Task description: Each line of the data below must be given again exactly as written.

Provided information:

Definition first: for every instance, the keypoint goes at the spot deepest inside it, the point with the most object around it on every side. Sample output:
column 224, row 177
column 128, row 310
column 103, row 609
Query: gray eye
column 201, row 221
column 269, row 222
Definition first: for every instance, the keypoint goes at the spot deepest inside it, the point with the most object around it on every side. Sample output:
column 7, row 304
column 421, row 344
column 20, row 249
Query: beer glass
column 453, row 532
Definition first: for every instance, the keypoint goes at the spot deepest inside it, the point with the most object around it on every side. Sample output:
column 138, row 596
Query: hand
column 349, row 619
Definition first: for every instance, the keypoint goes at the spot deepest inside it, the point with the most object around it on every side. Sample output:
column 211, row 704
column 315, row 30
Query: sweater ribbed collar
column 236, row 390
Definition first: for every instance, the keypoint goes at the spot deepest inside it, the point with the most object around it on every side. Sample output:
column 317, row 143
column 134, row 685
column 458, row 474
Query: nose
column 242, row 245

Problem solution:
Definition first: for every instance, the keypoint goes at the spot deepest inside it, the point with the most object around it on every side. Sample output:
column 224, row 177
column 128, row 310
column 103, row 609
Query: gray eye
column 201, row 221
column 269, row 222
Definition first: for every instance, the keypoint goes at the spot deepest inside it, the point with the most object around it on every side. Sample output:
column 7, row 304
column 421, row 344
column 20, row 249
Query: beer glass
column 453, row 532
Definition first: for every instance, the keypoint goes at the spot deepest inside it, the point with the most object around it on every side. Sample output:
column 138, row 596
Query: hand
column 349, row 619
Definition first: for every instance, the keypoint goes at the spot deepest inside it, the point with the most object around it on every side. Sample output:
column 211, row 704
column 315, row 30
Query: sweater ribbed collar
column 236, row 390
Definition first: for every instance, the keypoint goes at the spot deepest inside it, the point with the most object around it on every side. Sample output:
column 317, row 143
column 134, row 685
column 458, row 474
Query: nose
column 242, row 245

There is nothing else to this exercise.